▸ EXERCISES TO COMPLETE:
A – Answer these from the passage on dependent personality disorder:
(i) What term does the passage give in parentheses for judging oneself unable to face the world with one's own strength?
(ii) What must these individuals have from others before they can make daily decisions?
(iii) To ward off abandonment, what do they do rather than express a disagreement?
B – Set down word for word the part of the passage on dependent personality disorder that begins at "The essential characteristic" and stops after "dependent personality disorder?".

──────── SUPPLIED PASSAGE

The essential characteristic of individuals with Dependent Personality Disorder is dependent and submissive behaviour aimed at finding someone to protect and care for them. It arises from a consideration of oneself as fundamentally inadequate and defenceless and therefore unable to face the world only with one’s own strength ( low self-esteem ). So, What is the dependent personality disorder?
Individuals with dependent personality disorder are unable to make daily decisions unless they have an inordinate amount of advice and reassurance from others. Leaving the responsibility to make decisions for their lives to others, while relieving the anxiety that each decision brings with it, fosters a position of submission within the relationship with the other.
Patients with dependent personality disorder feel upset and helpless when their intimate relationships end due to an exaggerated fear of being unable to take care of themselves. It hurts them to be frowned upon, they tend to submit to others and would do anything to please others. In order to ward off abandonment by the people they depend on, they agree on what they feel is wrong rather than express a disagreement.

────────────────
──────── RECORDS PROVIDED

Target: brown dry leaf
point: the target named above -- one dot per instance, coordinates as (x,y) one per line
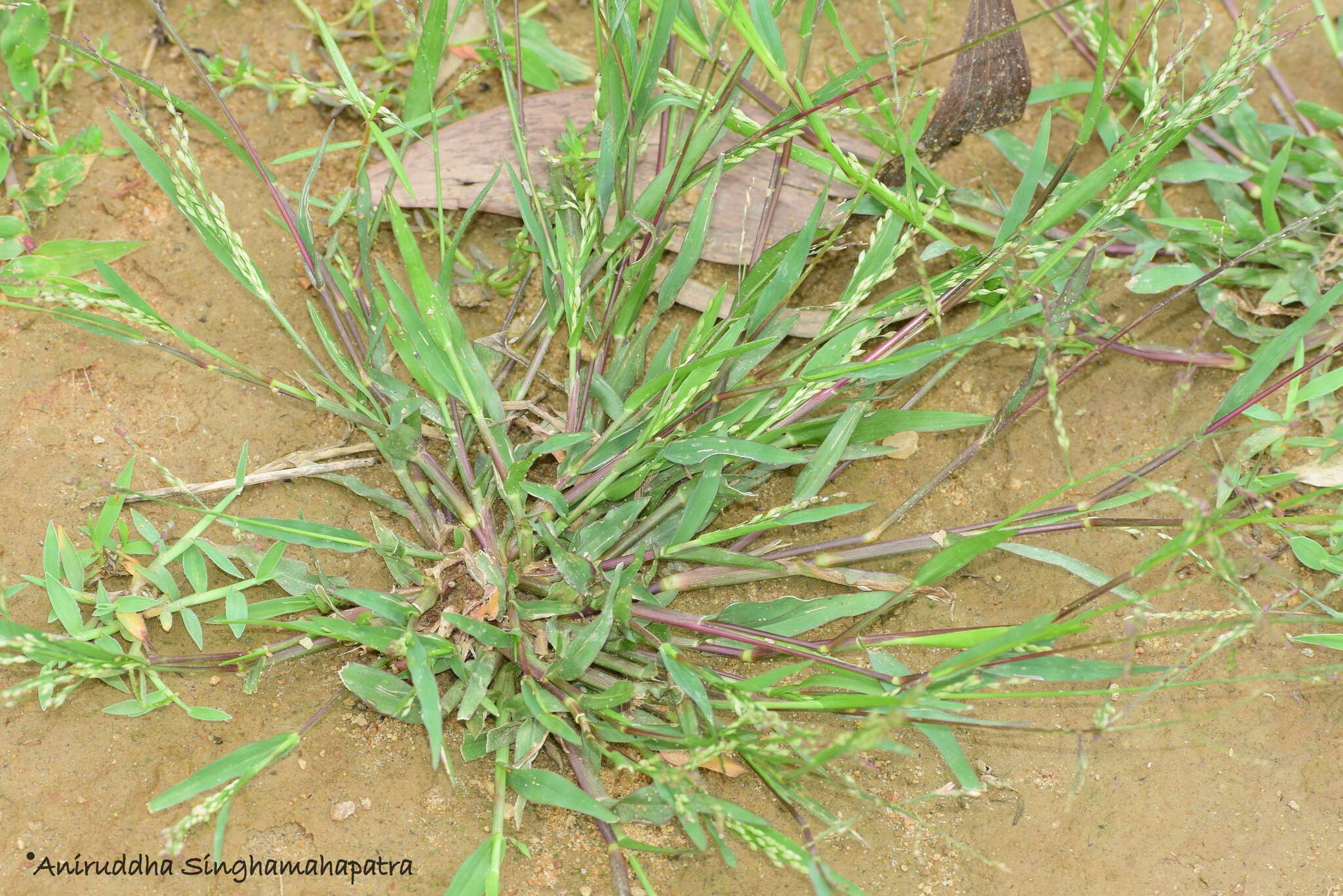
(470,151)
(906,445)
(720,765)
(1321,473)
(488,606)
(988,87)
(134,627)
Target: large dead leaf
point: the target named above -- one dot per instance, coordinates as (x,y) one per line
(988,88)
(470,151)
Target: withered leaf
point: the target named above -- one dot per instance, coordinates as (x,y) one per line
(470,151)
(719,764)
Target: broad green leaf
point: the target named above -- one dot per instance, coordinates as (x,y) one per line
(696,450)
(550,789)
(1158,279)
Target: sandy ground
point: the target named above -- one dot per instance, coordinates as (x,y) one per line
(1243,796)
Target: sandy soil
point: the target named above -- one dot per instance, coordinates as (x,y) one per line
(1244,796)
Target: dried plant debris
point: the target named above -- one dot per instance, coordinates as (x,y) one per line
(464,156)
(988,88)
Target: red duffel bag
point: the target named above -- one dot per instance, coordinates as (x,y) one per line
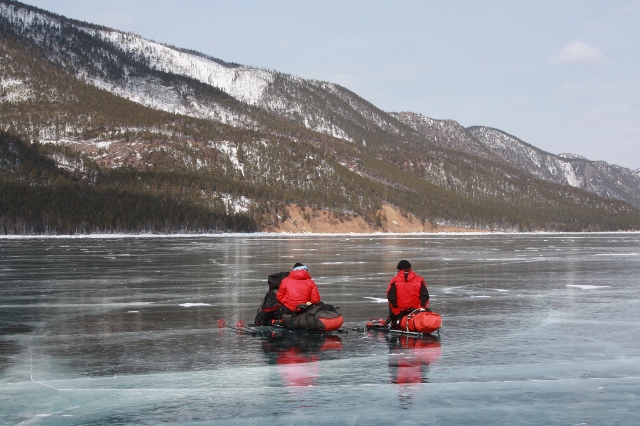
(421,321)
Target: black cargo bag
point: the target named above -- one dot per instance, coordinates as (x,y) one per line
(269,308)
(320,318)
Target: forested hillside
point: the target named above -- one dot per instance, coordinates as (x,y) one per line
(100,137)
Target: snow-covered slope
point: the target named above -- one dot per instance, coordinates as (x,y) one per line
(599,177)
(116,66)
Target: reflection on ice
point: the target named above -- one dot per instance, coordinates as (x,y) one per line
(133,339)
(297,355)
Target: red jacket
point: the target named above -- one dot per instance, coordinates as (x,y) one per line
(407,290)
(296,289)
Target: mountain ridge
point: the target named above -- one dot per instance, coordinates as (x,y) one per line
(105,106)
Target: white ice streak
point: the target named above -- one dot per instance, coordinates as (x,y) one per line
(587,286)
(377,299)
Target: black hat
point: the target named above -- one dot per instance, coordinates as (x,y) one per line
(404,264)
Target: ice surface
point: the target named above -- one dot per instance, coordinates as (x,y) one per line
(124,330)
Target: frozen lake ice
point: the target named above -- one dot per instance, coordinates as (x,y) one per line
(538,329)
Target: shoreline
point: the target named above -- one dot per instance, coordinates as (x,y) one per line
(310,234)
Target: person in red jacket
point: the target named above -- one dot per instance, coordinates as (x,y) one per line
(298,288)
(406,291)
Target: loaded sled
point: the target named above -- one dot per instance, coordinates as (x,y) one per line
(411,321)
(319,318)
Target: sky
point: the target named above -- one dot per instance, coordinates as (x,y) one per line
(562,75)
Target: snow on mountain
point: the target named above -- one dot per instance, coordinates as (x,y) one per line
(599,177)
(320,106)
(446,133)
(13,90)
(243,83)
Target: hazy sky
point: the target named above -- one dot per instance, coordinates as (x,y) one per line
(562,75)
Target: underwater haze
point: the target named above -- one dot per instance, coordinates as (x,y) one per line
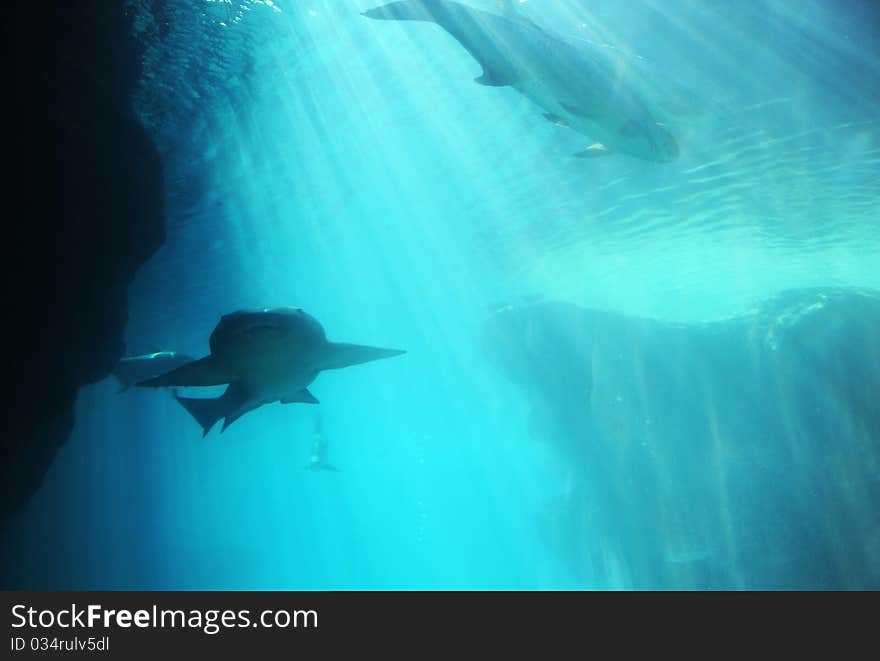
(619,373)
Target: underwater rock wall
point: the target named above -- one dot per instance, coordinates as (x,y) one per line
(738,453)
(89,210)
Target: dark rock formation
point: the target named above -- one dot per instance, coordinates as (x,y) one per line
(88,211)
(738,453)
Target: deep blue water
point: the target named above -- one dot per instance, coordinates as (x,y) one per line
(317,159)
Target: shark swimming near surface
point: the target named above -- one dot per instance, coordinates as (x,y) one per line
(577,86)
(269,355)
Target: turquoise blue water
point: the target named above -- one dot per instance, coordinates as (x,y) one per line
(315,158)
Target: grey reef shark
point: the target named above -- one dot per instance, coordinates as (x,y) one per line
(264,356)
(578,86)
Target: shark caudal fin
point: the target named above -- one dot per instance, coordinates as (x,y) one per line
(207,411)
(409,10)
(340,354)
(203,372)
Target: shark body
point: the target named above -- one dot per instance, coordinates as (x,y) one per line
(264,356)
(579,87)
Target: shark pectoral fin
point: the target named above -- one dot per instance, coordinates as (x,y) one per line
(204,372)
(575,110)
(492,79)
(555,119)
(205,411)
(303,396)
(230,406)
(593,151)
(340,354)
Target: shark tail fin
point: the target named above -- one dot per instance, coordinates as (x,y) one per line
(341,354)
(409,10)
(206,411)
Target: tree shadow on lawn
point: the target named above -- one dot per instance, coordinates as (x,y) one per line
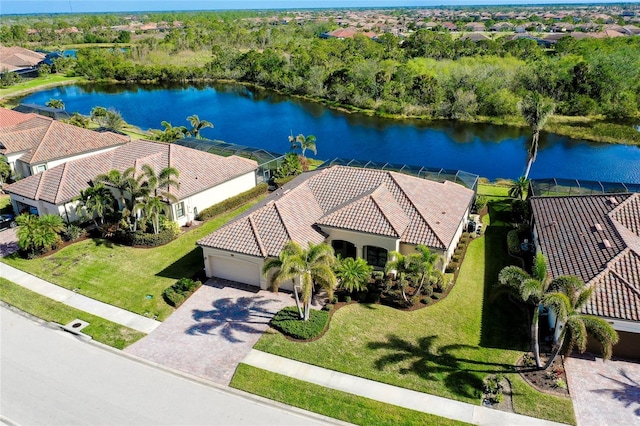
(187,266)
(504,323)
(461,375)
(231,316)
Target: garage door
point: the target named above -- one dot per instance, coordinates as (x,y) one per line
(235,270)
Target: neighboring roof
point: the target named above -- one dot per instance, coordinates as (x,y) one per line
(596,238)
(13,58)
(198,170)
(43,139)
(380,202)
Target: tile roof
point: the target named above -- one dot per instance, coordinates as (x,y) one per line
(198,170)
(43,139)
(596,238)
(415,210)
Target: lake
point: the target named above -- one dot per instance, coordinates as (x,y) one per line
(264,119)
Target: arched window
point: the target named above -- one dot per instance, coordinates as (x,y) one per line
(344,248)
(375,256)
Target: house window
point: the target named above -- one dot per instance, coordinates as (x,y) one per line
(376,256)
(180,209)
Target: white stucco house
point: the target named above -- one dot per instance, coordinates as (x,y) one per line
(32,143)
(361,212)
(205,179)
(597,239)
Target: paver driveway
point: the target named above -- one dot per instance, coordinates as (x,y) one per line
(604,393)
(213,330)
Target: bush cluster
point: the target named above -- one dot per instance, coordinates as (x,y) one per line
(181,290)
(288,322)
(233,202)
(513,242)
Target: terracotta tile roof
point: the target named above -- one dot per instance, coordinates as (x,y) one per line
(364,200)
(44,139)
(597,238)
(198,170)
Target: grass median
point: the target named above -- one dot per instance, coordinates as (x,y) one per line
(100,329)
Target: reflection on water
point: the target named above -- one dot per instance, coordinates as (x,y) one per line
(254,117)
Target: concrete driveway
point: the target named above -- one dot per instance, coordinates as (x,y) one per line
(8,241)
(213,330)
(604,393)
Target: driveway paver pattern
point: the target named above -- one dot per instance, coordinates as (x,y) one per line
(604,393)
(213,330)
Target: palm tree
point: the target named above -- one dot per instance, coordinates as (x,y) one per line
(97,201)
(530,289)
(519,188)
(568,297)
(353,274)
(55,103)
(425,261)
(303,142)
(403,266)
(536,110)
(312,265)
(197,125)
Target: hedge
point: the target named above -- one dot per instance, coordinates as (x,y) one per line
(513,242)
(288,322)
(180,291)
(233,202)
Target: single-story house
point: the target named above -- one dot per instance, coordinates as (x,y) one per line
(596,238)
(361,212)
(205,179)
(32,143)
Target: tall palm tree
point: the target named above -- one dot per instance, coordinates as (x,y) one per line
(530,289)
(55,103)
(314,267)
(569,295)
(197,125)
(303,142)
(519,188)
(97,201)
(536,110)
(425,261)
(353,274)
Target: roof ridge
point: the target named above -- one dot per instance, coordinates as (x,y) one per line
(424,219)
(256,235)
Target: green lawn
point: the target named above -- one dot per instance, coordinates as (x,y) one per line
(131,278)
(100,329)
(445,349)
(339,405)
(36,84)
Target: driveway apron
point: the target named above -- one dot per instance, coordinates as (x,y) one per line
(604,393)
(213,330)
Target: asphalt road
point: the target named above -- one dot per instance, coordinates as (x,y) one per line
(50,377)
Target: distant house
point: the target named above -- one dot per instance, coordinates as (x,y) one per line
(205,179)
(361,212)
(596,238)
(32,143)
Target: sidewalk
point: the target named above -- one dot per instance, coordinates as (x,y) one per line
(78,301)
(401,397)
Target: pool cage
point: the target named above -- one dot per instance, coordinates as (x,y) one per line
(560,187)
(268,162)
(466,179)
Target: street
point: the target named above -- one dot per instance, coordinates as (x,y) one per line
(51,377)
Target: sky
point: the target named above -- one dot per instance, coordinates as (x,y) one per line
(84,6)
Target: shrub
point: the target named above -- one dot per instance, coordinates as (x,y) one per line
(233,202)
(288,322)
(181,290)
(513,242)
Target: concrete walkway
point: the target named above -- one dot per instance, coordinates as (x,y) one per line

────────────────

▸ ANSWERS TO THE PROBLEMS:
A –
(i) Low self-esteem.
(ii) An inordinate amount of advice and reassurance.
(iii) They agree on what they feel is wrong.

B –
The essential characteristic of individuals with Dependent Personality Disorder is dependent and submissive behaviour aimed at finding someone to protect and care for them. It arises from a consideration of oneself as fundamentally inadequate and defenceless and therefore unable to face the world only with one’s own strength ( low self-esteem ). So, What is the dependent personality disorder?